- _Problem_:
Skip every line before the one containing "<item>sofa armrest</item> ->", then copy that line and the rest of the entries below exactly, through the last line.

- _Records to process_:
* * * *
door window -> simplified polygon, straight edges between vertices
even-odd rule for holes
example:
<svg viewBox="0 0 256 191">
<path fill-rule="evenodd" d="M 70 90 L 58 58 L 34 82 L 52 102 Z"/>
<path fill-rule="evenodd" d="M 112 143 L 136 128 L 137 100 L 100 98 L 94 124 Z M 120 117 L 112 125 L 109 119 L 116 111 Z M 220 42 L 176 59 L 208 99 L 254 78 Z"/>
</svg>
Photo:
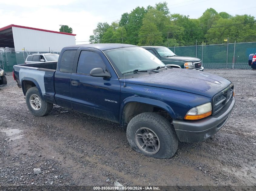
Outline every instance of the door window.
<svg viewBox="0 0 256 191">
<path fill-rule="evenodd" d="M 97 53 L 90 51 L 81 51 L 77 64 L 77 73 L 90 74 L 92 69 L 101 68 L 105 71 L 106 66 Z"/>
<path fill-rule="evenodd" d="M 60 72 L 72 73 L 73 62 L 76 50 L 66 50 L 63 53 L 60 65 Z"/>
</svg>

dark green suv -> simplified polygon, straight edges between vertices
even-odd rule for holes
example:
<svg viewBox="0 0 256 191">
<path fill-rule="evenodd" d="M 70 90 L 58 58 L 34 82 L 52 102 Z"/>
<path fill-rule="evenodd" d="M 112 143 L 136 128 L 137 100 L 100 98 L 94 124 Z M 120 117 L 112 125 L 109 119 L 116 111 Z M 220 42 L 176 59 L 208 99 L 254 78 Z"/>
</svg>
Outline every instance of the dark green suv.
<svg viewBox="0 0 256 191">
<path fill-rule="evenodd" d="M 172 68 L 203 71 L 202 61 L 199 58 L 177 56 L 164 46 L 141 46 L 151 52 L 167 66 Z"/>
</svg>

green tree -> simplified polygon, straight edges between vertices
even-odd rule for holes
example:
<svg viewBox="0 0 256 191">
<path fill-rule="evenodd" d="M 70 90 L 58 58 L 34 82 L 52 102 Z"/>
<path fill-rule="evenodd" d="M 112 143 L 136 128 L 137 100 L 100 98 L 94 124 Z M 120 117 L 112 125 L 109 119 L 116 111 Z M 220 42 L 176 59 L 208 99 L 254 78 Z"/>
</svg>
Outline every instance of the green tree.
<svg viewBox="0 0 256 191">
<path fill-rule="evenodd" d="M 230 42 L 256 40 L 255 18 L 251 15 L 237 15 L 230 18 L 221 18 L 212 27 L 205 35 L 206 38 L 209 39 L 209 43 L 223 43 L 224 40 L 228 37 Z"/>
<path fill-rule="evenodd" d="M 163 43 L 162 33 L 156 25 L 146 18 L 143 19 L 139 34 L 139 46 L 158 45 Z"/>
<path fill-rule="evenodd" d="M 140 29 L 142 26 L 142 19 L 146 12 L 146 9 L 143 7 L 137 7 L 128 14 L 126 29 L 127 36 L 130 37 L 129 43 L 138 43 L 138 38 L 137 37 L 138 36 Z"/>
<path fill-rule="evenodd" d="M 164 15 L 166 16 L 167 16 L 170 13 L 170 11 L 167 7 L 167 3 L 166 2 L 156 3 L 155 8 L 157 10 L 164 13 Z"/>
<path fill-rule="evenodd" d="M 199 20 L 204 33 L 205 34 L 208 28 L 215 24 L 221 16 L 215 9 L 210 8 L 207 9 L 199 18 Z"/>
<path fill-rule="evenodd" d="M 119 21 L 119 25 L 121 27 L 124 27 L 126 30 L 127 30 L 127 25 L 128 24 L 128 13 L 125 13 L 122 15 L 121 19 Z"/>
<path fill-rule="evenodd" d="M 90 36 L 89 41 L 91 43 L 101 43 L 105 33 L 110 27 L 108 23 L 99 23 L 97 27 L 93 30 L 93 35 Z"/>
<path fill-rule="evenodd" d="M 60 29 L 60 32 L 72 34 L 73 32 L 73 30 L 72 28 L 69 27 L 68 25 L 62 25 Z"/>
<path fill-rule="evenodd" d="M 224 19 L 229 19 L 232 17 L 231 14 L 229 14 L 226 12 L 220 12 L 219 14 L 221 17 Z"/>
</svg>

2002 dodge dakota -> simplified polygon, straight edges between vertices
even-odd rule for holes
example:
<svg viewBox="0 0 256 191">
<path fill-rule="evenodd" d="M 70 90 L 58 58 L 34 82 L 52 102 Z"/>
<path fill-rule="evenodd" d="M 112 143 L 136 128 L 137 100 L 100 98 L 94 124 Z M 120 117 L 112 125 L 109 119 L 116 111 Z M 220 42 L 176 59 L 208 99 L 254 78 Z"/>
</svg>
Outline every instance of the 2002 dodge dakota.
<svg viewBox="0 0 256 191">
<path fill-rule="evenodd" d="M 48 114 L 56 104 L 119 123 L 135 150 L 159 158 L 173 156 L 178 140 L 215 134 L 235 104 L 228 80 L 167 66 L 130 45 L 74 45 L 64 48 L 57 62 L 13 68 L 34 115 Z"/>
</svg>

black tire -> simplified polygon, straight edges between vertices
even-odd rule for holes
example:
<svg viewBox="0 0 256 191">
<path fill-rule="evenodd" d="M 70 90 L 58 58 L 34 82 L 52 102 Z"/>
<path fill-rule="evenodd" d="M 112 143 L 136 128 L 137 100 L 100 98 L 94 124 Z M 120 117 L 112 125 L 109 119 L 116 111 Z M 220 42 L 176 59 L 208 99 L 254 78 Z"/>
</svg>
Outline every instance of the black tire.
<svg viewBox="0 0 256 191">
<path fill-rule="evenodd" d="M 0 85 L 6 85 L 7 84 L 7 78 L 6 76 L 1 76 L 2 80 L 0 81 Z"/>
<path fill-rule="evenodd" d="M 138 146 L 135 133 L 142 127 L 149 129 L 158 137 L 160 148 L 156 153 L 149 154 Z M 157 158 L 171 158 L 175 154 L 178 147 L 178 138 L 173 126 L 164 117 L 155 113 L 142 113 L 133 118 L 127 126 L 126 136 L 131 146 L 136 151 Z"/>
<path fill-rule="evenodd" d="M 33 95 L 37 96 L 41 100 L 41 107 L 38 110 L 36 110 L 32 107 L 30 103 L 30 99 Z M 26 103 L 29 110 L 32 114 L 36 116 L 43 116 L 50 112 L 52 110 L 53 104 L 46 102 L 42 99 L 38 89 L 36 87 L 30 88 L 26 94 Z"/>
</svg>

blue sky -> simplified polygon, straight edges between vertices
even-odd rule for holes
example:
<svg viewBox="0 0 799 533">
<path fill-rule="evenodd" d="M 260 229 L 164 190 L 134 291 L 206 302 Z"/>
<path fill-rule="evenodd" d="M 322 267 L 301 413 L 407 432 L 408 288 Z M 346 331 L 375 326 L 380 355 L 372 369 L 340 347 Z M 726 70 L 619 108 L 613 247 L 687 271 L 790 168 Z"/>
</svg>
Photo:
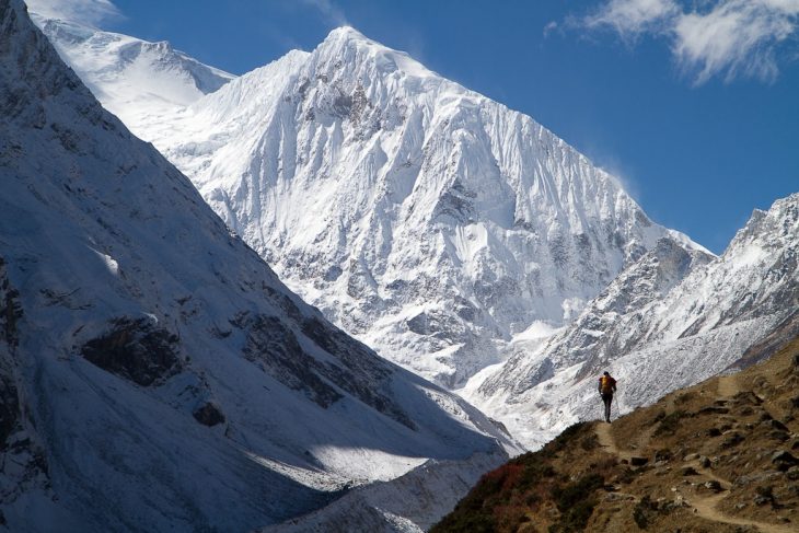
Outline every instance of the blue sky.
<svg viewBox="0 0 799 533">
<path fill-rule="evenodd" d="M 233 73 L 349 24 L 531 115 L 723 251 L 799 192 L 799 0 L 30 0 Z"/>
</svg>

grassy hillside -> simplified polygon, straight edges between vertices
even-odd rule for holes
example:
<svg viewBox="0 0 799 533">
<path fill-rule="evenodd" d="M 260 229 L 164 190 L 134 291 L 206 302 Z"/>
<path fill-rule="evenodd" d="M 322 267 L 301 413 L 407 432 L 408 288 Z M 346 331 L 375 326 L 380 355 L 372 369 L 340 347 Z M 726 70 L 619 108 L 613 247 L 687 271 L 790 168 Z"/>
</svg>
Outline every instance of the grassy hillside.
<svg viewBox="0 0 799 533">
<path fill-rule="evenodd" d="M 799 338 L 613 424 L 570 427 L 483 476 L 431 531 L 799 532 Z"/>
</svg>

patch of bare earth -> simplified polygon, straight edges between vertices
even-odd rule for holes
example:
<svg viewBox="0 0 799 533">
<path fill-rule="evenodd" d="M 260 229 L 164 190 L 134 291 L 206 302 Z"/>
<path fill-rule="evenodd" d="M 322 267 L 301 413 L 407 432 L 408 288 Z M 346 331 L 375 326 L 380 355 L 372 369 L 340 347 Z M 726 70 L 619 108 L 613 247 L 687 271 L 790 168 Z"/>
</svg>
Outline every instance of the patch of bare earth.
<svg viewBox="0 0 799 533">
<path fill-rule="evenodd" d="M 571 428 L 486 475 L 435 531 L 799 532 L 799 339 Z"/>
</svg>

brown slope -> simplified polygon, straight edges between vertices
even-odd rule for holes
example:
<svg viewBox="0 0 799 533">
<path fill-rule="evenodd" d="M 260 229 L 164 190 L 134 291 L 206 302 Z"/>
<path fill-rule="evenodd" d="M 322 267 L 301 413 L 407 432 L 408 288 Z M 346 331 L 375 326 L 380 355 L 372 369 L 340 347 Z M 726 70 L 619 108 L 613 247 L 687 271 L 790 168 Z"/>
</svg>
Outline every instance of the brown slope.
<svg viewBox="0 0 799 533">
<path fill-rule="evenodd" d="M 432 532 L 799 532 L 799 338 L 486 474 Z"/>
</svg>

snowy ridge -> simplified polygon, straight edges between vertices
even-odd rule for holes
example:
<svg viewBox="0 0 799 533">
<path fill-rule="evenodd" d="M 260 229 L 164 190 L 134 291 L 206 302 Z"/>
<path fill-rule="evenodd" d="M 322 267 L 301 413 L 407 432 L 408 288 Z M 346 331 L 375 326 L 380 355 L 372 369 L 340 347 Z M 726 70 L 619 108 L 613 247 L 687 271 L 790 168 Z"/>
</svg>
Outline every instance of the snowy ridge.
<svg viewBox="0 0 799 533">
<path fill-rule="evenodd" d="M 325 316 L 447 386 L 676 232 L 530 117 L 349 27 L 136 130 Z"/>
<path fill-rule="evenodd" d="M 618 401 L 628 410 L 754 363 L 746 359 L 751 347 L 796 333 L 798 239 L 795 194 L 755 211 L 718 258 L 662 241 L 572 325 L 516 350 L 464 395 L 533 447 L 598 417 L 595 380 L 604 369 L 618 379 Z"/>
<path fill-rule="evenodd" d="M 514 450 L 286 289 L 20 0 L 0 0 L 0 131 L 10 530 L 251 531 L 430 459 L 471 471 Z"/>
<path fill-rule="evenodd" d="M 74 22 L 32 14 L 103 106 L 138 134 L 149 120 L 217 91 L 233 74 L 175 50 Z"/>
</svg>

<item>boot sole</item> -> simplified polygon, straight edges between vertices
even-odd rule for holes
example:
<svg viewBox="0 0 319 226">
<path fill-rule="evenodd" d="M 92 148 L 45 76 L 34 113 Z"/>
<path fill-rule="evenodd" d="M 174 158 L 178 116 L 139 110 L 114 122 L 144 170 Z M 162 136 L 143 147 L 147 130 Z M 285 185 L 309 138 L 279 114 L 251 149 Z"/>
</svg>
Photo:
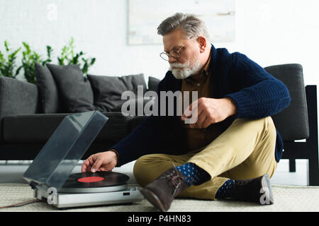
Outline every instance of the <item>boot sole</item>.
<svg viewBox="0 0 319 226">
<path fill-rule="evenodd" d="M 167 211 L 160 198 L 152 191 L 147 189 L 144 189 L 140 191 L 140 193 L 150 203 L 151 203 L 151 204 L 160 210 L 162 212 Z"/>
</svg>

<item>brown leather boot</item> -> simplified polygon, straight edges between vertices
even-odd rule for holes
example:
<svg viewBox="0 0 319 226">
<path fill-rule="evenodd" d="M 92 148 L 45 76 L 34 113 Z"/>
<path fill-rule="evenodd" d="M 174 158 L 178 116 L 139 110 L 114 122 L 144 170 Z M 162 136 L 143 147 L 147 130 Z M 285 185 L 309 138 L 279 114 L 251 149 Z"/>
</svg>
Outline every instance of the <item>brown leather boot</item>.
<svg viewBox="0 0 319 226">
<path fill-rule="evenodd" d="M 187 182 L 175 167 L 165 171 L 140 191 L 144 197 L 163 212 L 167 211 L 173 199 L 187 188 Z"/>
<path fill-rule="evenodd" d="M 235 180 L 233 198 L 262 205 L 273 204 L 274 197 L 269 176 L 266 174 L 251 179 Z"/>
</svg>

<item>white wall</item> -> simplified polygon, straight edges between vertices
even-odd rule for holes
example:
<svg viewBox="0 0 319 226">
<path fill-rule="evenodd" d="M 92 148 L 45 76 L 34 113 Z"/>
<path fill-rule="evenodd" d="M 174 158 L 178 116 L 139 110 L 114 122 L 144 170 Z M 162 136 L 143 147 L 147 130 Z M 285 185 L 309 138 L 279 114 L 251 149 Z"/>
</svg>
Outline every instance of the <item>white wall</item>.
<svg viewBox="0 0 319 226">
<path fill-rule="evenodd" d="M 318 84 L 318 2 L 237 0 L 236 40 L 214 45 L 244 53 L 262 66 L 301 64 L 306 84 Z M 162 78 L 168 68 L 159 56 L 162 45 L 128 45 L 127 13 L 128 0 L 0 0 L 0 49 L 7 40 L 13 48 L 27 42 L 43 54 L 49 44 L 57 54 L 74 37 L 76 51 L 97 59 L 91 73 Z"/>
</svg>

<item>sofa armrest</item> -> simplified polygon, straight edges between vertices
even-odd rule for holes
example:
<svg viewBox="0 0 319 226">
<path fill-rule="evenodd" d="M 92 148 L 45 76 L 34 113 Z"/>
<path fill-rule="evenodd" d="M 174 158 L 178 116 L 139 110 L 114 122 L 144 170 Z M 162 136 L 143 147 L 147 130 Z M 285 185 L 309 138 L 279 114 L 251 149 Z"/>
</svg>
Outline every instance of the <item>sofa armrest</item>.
* * * *
- _Worked answer_:
<item>sofa armrest</item> -> simplified polygon, straight edges between vertices
even-odd rule for holes
example:
<svg viewBox="0 0 319 226">
<path fill-rule="evenodd" d="M 92 148 L 45 76 L 34 113 Z"/>
<path fill-rule="evenodd" d="M 174 158 L 178 116 L 139 110 L 114 122 L 144 170 Z M 162 136 L 143 147 L 147 130 Z M 285 185 L 309 138 L 279 114 L 251 149 Z"/>
</svg>
Outline every instance of the <item>sofa armrest</item>.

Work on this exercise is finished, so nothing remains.